### [Text]
-=-=-

Dan has Duchenne Muscular Dystrophy, a condition which causes muscles to weaken over a person’s lifetime. When he was 10-years-old, Dan became a full-time wheelchair user and experienced deterioration of the upper limbs and decreased heart and lung function.

Daniel was diagnosed at the age of four. As he lost more and more muscle function, he became frustrated and withdrawn as he realised he couldn’t do the same things his peers could do. His self-confidence took a blow when his friends’ parents stopped inviting him to parties as they thought he couldn’t do as much as the other children.

Sam said:

This had a hugely detrimental effect on his self-confidence and his feelings about how others perceived him. He began to withdraw into himself and he was less outgoing. He decided that people weren’t interested in him. This, along with the lack of accessibility in school that we had to fight to change, all led to depression and anxiety.

Desperate to help my son feel better, happier, and accepted, I reached out in a Facebook forum for Duchenne families. Someone suggested we come along to a wheelchair football club that they ran, and we never looked back.

When he was 11, Dan started playing wheelchair football, getting the chance to meet other disabled people of different ages and genders. He was finally fully included in the sport, which he loves.

-=-=-

### [Work instructions]
Give each age of Dan's that the account of Dan mentions, along with what happened to him at that age. The data that comes next was taken from a different source than the text.

Stored dataset items:

-=-=-

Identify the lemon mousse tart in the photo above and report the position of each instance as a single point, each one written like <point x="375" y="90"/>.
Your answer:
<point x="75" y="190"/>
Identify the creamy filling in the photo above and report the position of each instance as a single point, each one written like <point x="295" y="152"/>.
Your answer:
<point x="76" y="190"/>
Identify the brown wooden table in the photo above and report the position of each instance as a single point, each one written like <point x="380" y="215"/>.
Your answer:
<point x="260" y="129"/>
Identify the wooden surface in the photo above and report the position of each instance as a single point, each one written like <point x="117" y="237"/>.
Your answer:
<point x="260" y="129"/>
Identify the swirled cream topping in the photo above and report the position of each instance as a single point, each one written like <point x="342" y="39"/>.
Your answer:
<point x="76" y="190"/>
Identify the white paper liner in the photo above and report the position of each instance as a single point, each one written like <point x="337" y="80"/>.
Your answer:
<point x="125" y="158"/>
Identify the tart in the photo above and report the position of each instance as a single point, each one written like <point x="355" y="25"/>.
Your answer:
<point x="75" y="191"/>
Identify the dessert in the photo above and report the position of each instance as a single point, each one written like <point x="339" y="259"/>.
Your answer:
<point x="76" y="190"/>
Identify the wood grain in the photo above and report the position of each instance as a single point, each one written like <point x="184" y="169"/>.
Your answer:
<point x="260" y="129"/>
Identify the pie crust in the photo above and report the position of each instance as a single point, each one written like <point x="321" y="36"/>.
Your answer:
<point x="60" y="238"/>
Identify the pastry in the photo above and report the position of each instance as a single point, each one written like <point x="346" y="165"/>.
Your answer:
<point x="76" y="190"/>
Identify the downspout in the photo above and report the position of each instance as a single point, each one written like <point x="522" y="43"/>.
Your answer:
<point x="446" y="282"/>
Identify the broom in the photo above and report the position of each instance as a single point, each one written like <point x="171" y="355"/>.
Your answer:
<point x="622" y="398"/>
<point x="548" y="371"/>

-=-=-

### [Task answer]
- 10: he became a full-time wheelchair user and experienced deterioration of the upper limbs and decreased heart and lung function.
- Four: he was diagnosed with Duchenne Muscular Dystrophy.
- 11: he started playing wheelchair football.